▶ Records supplied:

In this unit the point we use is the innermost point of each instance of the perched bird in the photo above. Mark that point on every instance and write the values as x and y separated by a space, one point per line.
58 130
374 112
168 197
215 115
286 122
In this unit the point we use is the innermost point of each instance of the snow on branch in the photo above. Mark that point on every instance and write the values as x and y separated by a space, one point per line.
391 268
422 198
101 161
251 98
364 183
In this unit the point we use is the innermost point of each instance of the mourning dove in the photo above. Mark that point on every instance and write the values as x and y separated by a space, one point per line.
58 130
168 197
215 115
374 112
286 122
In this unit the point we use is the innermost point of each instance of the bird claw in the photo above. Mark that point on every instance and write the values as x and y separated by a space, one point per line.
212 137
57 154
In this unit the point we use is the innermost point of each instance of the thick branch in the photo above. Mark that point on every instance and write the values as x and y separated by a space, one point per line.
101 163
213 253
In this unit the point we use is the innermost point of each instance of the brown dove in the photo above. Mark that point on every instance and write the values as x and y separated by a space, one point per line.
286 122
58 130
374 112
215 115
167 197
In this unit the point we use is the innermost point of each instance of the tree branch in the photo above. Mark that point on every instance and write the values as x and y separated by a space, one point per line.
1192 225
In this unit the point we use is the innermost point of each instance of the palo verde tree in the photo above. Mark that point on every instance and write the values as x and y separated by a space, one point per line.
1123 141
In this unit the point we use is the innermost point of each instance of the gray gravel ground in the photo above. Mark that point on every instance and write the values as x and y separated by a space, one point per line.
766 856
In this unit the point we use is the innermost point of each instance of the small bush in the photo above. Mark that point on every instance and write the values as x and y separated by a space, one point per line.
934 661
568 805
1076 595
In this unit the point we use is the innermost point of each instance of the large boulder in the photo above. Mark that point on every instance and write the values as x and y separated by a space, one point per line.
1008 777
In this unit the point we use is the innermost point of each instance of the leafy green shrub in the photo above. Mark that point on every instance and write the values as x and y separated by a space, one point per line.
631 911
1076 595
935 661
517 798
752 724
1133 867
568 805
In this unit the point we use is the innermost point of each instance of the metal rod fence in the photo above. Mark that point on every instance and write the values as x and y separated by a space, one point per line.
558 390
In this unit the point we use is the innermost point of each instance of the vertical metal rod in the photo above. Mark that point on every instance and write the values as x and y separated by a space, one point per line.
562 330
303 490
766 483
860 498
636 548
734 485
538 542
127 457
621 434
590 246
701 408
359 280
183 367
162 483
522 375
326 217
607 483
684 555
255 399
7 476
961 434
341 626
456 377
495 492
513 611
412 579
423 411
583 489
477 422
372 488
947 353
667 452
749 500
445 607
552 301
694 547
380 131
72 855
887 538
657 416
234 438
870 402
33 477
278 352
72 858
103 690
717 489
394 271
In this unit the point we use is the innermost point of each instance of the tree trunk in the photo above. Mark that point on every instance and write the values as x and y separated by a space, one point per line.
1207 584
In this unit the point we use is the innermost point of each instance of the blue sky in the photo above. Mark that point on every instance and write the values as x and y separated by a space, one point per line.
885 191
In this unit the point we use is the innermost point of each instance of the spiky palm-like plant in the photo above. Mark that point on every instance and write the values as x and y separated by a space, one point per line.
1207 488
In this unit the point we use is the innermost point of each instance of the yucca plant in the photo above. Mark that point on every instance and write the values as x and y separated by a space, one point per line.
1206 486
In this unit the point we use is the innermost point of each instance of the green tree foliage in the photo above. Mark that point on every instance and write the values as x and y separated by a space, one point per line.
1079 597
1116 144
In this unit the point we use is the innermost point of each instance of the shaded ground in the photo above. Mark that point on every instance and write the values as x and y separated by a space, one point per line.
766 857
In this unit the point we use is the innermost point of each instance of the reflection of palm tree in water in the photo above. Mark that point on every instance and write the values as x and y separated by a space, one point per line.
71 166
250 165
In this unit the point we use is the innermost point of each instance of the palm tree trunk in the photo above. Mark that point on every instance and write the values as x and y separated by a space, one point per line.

▶ What you are asked to do:
Turn every line of the listing above into a numbered list, skipping any blank lines.

▶ Exercise result:
1. In this unit the point we use is the innermost point of each instance of the perched bird in the photo above. Mark that point on every instance and write the values as x and y separated by a space, one point per line.
2. 58 130
3. 374 112
4. 168 197
5. 215 115
6. 286 122
7. In this unit the point we use is the innermost point of each instance of the snow on branch in the photo above. Mark that point on every instance and write the values as x and y separated by a space, one point per line.
8. 391 268
9. 422 198
10. 101 161
11. 251 98
12. 364 183
13. In this unit the point we use is the innermost point of each instance of the mourning dove in the photo above. Mark that point on every instance and write the values as x and y separated by a space, one point per line.
14. 58 130
15. 168 197
16. 215 115
17. 374 112
18. 286 122
19. In this unit the point we use is the innermost point of each instance of the bird claw in the photo above. Mark that point on every instance and write the values as x and y separated by a space, one point per line.
20. 212 137
21. 57 154
22. In this unit the point we use is the innermost point of each instance of the thick branch in the photo above. Mark that point on every instance and write the values as x and y separated by a space, one point per line.
23. 101 163
24. 213 253
25. In this unit the point we use is the innermost point of each instance of the brown dove in the photo above. Mark that point on every instance and write the values as x and y separated by a space, one point per line.
26. 286 122
27. 58 130
28. 374 112
29. 215 115
30. 167 197
31. In this unit the point we use is the innermost point of each instance of the tree branch in the photo above. Mark that point on every instance and write the values as x and y separated by a space, one point per line.
32. 1192 225
33. In this unit the point we use is the innermost point of each instance of the palo verde tree in the photo above. Mark that point on every instance and write the values as x and y separated by a space, one point per line.
34. 1123 141
35. In this unit the point we use is the innermost point of each instance of the gray gravel ground in the photo above. Mark that point on every instance and write the values as x and y separated by a space, one point per line.
36. 766 856
37. In this unit the point we use is the innermost point of each instance of the small bush in the photo above. Mark that point on every instance and write the values as x and y separated by a space, one point per line.
38. 934 661
39. 568 805
40. 1076 595
41. In this unit the point we use is the innermost point of each instance of the large boulder in the photo above. Mark that point on every instance and write the values as x and y separated by a space, one point per line.
42. 1008 777
43. In this unit the point we use is the innermost point of each instance of the leafy green shrub in the photo above. Mark that point on every instance and write the values as x and y separated by a space, one point per line.
44. 631 911
45. 1076 595
46. 935 661
47. 517 798
48. 752 724
49. 1133 867
50. 568 805
51. In this unit the point we use is the innermost point of each instance of the metal rod fence in the photo above. Mark that point on every instance and write the values as x and y separated by a space, one point per line.
52. 558 390
53. In this unit the point we use is the innermost point of each instance of the vertical metal rod in the photo above. Mark that point on every instance and write the values as x and y separated by a space, one point per line.
54. 562 330
55. 303 490
56. 766 483
57. 860 498
58. 636 548
59. 734 485
60. 538 542
61. 127 457
62. 621 434
63. 590 246
64. 701 408
65. 359 280
66. 183 367
67. 162 483
68. 522 375
69. 326 217
70. 607 483
71. 684 555
72. 255 399
73. 7 476
74. 961 434
75. 341 626
76. 456 377
77. 495 492
78. 513 611
79. 412 579
80. 423 411
81. 583 489
82. 477 422
83. 372 488
84. 947 353
85. 667 452
86. 749 500
87. 445 607
88. 552 301
89. 694 547
90. 380 131
91. 72 855
92. 887 538
93. 657 416
94. 234 438
95. 870 402
96. 33 477
97. 278 352
98. 72 858
99. 103 690
100. 717 489
101. 394 271
102. In this unit the point we use is the innermost point of each instance of the tree trunk in the photo above. Mark that point on every instance and write the values as x and y separated by a space, one point per line.
103. 1207 584
104. In this unit the point we use is the innermost point of each instance of the blue sky in the photo above. Mark that point on every instance and write the values as x and y separated by a space, one point per line.
105. 885 191
106. In this unit the point we use is the innermost point of each instance of the spiky palm-like plant in the photo above. Mark that point on every instance and write the values as x and y separated by a space, one point per line.
107. 1207 488
108. In this unit the point we use is the innermost point of each instance of the yucca plant in the photo above. Mark that point on every instance and write the values as x and y separated by a space, one point per line.
109. 1206 486
110. In this unit the point we use is the innermost point of each instance of the green tree foliage in the photo above. Mark that point on every instance and write the values as x and y separated by a space, one point per line.
111. 1079 597
112. 1116 144
113. In this unit the point we use is the innermost point of each instance of the shaded ground in the photo above. Mark that point on every instance and write the values as x and y separated by a space, one point per line.
114. 766 857
115. In this unit the point we use is the innermost point of each instance of the reflection of palm tree in water in the photo above. Mark that point on every instance and write the values as x and y separated by a space, one point per line.
116. 71 166
117. 250 165
118. In this unit the point we use is the innermost point of each instance of the palm tree trunk in the photo above. Mark that point on every instance and write the values as x and y separated by a space, one point per line.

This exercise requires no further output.